> _What needs to be done_
Lay out everything from the line containing "on the cloudy" down to the last of the lines as a Markdown table with the columns Row and Line, one numbered row per line. Skip blank lines, and leave the pictures out of the answer.

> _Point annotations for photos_
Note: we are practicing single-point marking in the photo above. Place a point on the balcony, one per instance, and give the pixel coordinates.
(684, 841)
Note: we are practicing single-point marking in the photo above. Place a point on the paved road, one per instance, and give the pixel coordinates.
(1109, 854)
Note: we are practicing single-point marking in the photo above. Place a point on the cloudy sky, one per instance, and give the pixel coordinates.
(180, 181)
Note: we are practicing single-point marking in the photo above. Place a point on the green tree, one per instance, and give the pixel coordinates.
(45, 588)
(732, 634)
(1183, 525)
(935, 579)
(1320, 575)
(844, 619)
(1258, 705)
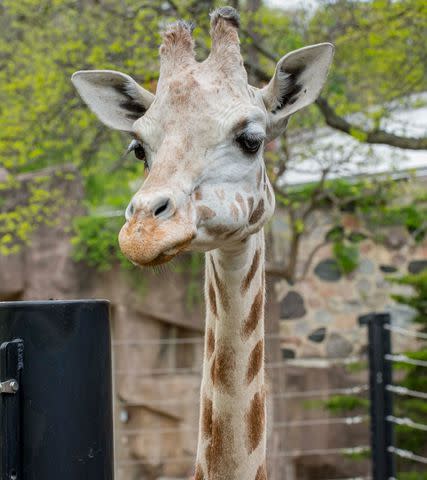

> _Finished task_
| Row | Line |
|---|---|
| 1 | Note: we are practicing single-point marking in the photo above. Place a point on the cloudy sky, one per instance, and give the pixel coordinates. |
| 2 | (180, 181) |
| 3 | Note: we are practicing single-point marking in the photo above. Place a point on the green tree, one per instance, and give the pixel coordinates. |
| 4 | (45, 588) |
| 5 | (732, 634) |
| 6 | (1183, 525) |
| 7 | (935, 579) |
| 8 | (1320, 575) |
| 9 | (844, 619) |
| 10 | (1258, 705) |